Exercise text:
*** Begin section ***
The key point for the future of the profession is, in my view, that the traditional way of operating may become more expensive and less acceptable to customers -- this was already the case before the pandemic given the stagnation of the law market despite the growing economy.
My modest proposal is to take the opportunity to rethink legal services and focus them on the client’s needs, to rethink the way firms deliver services and to make the necessary changes to the firm’s way of operating by exploring in particular the benefits of a powerful website, collaborative tools and digitalization in general.
*** End section ***
What you will do:
**1.** In the passage on the legal profession, what was already the case for the law market before the pandemic?
**2.** Decide whether each statement agrees with the passage on the legal profession, and answer yes or no, quoting the words from the passage that settle it.
(a) The author thinks the traditional way of operating may become less acceptable to customers.
(b) Before the pandemic, the law market grew along with the economy.
(c) The author's proposal includes exploring the benefits of collaborative tools.
**3.** Carry the passage on the legal profession forward with a few sentences that begin after its final sentence.
The records that come next are separate material and have no connection to the passage on the legal profession.

Supplied information:
*** Begin section ***
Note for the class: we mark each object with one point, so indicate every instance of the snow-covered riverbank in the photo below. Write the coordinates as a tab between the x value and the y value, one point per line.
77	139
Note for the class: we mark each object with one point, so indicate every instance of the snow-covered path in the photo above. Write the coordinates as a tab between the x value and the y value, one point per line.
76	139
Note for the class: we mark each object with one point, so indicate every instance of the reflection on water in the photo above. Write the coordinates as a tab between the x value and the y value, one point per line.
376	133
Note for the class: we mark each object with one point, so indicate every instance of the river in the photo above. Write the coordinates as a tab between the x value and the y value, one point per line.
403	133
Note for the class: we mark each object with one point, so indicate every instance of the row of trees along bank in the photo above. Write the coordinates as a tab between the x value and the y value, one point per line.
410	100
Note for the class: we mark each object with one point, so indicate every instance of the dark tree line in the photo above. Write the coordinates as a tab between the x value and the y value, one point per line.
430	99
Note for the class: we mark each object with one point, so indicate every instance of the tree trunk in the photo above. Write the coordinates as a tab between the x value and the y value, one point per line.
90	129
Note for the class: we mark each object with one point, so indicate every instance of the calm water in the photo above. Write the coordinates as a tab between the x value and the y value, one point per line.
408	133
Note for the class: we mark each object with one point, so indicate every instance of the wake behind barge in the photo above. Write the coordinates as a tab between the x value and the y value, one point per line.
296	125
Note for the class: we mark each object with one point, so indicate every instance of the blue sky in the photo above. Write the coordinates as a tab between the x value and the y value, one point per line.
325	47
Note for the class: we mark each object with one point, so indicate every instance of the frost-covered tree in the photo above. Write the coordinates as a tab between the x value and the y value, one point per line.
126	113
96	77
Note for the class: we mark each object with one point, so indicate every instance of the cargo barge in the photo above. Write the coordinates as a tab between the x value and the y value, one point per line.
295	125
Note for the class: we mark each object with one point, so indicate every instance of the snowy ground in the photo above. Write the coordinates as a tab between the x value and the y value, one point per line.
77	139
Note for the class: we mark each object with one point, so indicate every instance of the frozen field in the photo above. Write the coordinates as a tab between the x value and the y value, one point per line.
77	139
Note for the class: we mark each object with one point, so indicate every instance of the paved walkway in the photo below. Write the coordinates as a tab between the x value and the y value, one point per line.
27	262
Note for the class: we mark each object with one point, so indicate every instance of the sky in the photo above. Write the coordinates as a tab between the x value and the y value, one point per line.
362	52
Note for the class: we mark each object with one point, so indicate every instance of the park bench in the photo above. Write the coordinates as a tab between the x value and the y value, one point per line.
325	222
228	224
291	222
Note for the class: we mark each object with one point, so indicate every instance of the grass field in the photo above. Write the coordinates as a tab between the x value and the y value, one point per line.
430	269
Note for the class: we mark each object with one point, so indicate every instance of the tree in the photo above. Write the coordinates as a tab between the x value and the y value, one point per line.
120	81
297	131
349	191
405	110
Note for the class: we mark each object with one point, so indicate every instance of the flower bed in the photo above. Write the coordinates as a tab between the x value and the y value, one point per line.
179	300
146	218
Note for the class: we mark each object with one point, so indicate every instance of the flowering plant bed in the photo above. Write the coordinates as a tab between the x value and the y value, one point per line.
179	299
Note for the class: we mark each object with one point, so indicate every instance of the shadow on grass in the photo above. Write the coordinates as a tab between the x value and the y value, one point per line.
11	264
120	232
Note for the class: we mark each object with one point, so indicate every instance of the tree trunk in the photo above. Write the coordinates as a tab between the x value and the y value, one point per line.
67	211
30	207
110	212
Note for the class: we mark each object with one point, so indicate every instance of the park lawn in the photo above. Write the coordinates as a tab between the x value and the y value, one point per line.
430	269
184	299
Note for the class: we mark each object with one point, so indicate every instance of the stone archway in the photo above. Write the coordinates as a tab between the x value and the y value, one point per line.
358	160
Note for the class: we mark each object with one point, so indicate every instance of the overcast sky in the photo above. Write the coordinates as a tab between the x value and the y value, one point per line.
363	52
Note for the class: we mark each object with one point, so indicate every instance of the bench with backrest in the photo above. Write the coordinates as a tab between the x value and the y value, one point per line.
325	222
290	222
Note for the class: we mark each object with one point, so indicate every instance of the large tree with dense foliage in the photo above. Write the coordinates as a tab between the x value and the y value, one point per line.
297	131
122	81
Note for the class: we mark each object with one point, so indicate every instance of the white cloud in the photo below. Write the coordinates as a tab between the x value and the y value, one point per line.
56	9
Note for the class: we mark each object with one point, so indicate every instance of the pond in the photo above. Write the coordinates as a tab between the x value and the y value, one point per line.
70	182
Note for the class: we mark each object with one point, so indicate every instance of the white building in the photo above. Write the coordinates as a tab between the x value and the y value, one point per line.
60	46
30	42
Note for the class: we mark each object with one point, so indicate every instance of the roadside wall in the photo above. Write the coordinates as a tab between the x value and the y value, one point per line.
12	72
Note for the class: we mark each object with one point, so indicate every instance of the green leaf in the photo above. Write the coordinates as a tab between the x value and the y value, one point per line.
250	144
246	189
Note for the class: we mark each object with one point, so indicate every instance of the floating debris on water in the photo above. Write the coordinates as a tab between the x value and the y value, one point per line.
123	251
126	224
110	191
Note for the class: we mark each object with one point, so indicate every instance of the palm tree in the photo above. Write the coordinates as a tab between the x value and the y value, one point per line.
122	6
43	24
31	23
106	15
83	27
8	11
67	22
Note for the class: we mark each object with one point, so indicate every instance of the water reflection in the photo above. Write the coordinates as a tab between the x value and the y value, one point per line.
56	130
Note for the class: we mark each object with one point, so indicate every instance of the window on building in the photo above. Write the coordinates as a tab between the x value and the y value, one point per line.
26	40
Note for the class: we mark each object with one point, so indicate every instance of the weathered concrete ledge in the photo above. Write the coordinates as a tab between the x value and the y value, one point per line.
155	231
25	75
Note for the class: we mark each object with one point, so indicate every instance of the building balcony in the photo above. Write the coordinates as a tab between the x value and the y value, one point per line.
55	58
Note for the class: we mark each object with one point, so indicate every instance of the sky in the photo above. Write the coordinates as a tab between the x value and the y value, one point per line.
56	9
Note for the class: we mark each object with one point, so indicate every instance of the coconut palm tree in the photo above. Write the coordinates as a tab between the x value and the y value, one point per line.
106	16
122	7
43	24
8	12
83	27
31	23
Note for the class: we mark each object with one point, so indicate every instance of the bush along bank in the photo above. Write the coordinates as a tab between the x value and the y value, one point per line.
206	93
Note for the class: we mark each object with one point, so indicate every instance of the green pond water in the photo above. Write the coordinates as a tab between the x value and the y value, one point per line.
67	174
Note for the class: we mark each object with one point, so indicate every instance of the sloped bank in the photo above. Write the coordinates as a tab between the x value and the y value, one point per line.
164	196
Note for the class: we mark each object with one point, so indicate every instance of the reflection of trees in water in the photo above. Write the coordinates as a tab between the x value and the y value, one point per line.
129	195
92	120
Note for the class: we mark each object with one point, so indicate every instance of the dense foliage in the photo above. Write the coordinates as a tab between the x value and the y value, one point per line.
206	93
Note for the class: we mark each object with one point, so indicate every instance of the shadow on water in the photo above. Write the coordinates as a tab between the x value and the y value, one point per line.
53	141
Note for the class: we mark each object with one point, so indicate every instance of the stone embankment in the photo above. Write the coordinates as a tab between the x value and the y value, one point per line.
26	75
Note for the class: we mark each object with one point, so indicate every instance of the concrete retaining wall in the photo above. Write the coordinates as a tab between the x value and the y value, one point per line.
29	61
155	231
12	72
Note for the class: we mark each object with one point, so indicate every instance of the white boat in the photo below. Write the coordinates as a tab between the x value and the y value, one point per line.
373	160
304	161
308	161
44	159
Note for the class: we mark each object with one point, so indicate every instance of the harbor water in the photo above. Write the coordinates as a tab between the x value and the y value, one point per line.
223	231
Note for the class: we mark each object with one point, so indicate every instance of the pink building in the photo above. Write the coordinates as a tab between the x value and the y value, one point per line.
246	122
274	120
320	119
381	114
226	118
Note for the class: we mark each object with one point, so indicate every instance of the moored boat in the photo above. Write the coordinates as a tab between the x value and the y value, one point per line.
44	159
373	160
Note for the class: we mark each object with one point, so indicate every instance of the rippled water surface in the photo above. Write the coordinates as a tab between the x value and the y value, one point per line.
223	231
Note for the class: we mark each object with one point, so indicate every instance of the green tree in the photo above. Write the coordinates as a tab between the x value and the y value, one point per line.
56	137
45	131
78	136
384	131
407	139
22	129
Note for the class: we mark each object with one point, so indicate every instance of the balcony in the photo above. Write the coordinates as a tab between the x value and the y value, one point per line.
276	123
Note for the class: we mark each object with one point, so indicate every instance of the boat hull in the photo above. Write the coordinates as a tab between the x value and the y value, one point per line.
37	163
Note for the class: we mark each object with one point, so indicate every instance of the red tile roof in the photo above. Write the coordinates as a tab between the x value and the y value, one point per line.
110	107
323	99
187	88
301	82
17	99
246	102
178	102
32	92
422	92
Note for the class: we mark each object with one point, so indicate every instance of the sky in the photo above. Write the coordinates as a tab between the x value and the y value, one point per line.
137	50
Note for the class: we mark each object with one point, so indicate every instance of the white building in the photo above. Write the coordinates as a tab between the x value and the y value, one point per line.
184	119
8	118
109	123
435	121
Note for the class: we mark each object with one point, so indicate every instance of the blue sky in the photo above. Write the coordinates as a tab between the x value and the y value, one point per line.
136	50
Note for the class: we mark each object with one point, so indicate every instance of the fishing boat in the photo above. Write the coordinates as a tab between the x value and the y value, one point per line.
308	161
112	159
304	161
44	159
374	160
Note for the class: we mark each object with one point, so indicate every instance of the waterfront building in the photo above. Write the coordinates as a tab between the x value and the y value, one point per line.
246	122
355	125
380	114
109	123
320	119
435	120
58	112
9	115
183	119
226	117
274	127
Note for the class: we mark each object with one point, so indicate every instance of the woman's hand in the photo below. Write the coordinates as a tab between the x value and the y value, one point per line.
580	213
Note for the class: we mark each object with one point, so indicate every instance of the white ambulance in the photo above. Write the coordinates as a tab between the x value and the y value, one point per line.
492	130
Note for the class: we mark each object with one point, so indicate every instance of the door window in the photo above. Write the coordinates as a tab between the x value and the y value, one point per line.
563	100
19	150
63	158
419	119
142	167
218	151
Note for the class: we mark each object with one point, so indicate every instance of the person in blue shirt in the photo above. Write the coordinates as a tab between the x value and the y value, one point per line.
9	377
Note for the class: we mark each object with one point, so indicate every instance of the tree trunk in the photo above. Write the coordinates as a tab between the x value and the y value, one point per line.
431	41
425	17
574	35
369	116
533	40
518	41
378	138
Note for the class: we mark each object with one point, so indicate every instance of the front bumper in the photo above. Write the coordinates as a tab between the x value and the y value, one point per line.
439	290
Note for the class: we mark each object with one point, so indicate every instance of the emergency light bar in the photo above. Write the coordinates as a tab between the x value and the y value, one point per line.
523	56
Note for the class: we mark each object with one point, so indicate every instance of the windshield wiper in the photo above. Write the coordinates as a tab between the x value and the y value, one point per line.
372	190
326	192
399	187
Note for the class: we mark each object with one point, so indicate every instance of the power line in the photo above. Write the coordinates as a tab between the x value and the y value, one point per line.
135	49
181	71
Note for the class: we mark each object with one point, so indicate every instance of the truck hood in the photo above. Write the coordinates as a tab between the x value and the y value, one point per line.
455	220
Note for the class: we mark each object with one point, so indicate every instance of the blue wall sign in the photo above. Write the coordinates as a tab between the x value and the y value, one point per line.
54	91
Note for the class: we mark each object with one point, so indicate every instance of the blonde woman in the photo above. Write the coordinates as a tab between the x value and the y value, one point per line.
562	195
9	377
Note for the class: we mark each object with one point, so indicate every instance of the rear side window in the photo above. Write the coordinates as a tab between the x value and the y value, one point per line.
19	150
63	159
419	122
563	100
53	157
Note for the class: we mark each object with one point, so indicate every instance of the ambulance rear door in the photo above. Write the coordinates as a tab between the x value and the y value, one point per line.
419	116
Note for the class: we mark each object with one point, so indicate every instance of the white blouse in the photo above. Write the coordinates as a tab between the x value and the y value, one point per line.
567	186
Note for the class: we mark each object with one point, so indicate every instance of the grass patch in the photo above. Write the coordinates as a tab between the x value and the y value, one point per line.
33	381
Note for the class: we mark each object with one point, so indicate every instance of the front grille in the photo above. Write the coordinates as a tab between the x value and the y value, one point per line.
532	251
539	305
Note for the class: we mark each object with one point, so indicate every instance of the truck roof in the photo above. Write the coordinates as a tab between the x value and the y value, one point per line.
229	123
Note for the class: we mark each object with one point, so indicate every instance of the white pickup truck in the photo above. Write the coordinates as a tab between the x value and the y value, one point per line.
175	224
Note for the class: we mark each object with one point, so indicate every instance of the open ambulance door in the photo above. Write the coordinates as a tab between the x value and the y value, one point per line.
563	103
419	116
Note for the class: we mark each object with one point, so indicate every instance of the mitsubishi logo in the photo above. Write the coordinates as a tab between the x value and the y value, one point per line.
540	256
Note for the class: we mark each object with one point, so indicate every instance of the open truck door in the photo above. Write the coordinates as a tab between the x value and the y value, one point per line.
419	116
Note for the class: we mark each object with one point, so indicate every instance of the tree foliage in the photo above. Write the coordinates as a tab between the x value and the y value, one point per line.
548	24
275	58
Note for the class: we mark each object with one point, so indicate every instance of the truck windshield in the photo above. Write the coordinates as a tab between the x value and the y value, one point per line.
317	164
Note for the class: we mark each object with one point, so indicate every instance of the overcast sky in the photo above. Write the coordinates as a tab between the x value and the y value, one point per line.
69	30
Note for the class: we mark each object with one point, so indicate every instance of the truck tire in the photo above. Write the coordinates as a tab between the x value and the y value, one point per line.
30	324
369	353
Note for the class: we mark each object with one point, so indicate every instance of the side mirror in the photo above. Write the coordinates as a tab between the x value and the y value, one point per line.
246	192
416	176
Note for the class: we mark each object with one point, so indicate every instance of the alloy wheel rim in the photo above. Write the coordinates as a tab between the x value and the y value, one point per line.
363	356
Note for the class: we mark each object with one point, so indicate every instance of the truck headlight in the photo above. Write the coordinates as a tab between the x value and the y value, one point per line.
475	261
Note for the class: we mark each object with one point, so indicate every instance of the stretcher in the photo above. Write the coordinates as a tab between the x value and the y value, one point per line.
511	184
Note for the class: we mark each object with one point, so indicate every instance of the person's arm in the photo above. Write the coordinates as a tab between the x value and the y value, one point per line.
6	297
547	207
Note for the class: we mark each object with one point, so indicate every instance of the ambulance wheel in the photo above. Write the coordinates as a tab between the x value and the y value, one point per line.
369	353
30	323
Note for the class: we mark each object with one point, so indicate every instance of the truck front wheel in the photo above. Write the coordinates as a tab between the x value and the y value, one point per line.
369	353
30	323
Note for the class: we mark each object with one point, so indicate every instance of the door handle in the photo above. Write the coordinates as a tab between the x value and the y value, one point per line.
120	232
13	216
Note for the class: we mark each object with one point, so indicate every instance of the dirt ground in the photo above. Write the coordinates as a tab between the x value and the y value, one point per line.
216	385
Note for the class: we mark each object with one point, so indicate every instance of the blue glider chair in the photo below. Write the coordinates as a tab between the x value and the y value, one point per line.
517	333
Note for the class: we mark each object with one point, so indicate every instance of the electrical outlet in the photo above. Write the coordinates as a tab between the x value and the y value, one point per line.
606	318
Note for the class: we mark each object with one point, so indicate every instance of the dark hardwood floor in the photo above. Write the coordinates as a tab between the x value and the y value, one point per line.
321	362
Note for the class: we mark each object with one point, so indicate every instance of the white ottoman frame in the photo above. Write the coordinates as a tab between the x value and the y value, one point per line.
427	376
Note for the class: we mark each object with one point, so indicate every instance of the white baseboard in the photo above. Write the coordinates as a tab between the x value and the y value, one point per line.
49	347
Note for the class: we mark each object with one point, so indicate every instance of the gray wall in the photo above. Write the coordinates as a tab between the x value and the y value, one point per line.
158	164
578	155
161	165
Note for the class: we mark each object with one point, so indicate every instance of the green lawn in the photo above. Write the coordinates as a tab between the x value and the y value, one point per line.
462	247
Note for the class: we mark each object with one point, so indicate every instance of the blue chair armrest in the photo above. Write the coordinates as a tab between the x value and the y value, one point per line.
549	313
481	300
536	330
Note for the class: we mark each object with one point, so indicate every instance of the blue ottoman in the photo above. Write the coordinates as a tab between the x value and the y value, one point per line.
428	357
*** End section ***
Task answers:
**1.** The law market was stagnating despite the growing economy.

**2.**
(a) Yes: "the traditional way of operating may become more expensive and less acceptable to customers"
(b) No: "the stagnation of the law market despite the growing economy"
(c) Yes: "exploring in particular the benefits of a powerful website, collaborative tools and digitalization in general"

**3.**
My experience in the field of digitization would tend to show that it takes time for a team to adapt to new ways of working, work smoothly and feel comfortable. Even more importantly, it takes time for a firm to understand its target market, to adapt its services and to better advise its clients.
The more comfortable the team is with the tools and the more it understands and can influence its KPIs, the better it knows its clients and the better it can advise them. Starting early means taking a lead that will be difficult for the competition to catch up.